[Records from a data source]
+ + + +

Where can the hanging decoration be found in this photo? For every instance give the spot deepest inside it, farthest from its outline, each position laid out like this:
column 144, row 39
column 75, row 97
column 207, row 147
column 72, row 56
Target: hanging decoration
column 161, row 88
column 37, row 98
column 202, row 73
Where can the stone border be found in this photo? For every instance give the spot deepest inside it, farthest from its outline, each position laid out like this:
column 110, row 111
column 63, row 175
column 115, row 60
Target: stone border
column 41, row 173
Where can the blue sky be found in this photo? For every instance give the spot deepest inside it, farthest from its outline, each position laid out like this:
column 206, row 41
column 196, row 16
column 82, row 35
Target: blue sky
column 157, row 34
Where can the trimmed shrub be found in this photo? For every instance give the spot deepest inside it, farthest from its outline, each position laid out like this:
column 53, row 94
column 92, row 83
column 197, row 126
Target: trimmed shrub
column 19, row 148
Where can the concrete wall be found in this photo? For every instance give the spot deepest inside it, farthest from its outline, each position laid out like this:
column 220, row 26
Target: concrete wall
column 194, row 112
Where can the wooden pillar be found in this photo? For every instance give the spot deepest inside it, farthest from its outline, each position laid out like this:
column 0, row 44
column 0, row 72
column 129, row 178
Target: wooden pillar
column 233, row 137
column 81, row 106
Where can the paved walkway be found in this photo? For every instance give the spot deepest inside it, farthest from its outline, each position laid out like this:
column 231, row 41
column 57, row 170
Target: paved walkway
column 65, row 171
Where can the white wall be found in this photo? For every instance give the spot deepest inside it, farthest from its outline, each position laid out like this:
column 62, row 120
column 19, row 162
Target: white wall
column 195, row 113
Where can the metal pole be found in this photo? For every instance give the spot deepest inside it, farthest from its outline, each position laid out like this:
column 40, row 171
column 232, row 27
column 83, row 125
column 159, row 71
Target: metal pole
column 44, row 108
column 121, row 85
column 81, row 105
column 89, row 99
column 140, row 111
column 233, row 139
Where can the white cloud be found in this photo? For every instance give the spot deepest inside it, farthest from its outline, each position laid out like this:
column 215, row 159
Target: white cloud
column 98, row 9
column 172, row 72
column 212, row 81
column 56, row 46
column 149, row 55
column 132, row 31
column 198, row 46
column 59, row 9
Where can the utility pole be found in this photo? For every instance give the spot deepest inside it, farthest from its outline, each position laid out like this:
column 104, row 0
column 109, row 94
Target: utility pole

+ + + +

**WHAT THE EXERCISE ASKS**
Write the data out again in full and exactly.

**SOLVED EXERCISE**
Where can the hanging decoration be found in this photo? For every instance give the spot deepest inside it, farthest from its outline, each position laid out like this:
column 144, row 39
column 75, row 97
column 207, row 147
column 72, row 56
Target: hanging decoration
column 161, row 88
column 37, row 98
column 202, row 73
Where can the stone border be found in this photo? For every instance give the spot deepest inside it, farthest from its outline, each position laid out like this:
column 110, row 111
column 63, row 175
column 115, row 60
Target: stone border
column 41, row 173
Where can the blue sky be found in this photo? For every instance give the spot deepest inside it, farthest from its outline, each position laid out like this:
column 206, row 41
column 196, row 16
column 82, row 35
Target: blue sky
column 157, row 34
Where can the trimmed shrub be found in this photo? For every instance give the spot deepest inside it, farthest from its outline, each position laid out like this:
column 53, row 94
column 92, row 83
column 197, row 126
Target: trimmed shrub
column 19, row 148
Where can the concrete wall be found in this photo? For every instance give the spot deepest inside it, farthest from its outline, each position laid out like this:
column 220, row 26
Target: concrete wall
column 194, row 112
Where can the wooden pillar be found in this photo? For every instance give the spot deepest inside it, farthest from its outline, each position laid out like this:
column 0, row 44
column 0, row 72
column 129, row 178
Target: wooden pillar
column 233, row 137
column 81, row 106
Where can the paved walkway be found in this photo? For every instance give the spot deepest inside it, farthest from its outline, each position laid out like this:
column 231, row 41
column 57, row 170
Target: paved walkway
column 65, row 171
Where can the white wall be found in this photo? For every instance give the spot deepest inside it, farthest from its outline, each position laid out like this:
column 62, row 120
column 19, row 162
Target: white wall
column 195, row 113
Where can the metal pole be found in this photo? For every instance give the spot deepest inside it, farthest from its outline, each position laid out like this:
column 40, row 171
column 232, row 27
column 83, row 125
column 159, row 71
Target: metal pole
column 44, row 108
column 121, row 85
column 81, row 105
column 89, row 99
column 140, row 111
column 233, row 139
Where can the white cloud be found in this photo? For every instance give the spot deepest inside it, farthest from its outline, each position laid out like this:
column 215, row 159
Target: white cloud
column 98, row 9
column 172, row 72
column 212, row 81
column 56, row 46
column 149, row 55
column 132, row 31
column 198, row 46
column 59, row 9
Where can the utility pole be found in this photo? For every instance give the spot deepest inside it, farthest from its outline, each position laid out like this:
column 104, row 0
column 109, row 94
Target: utility pole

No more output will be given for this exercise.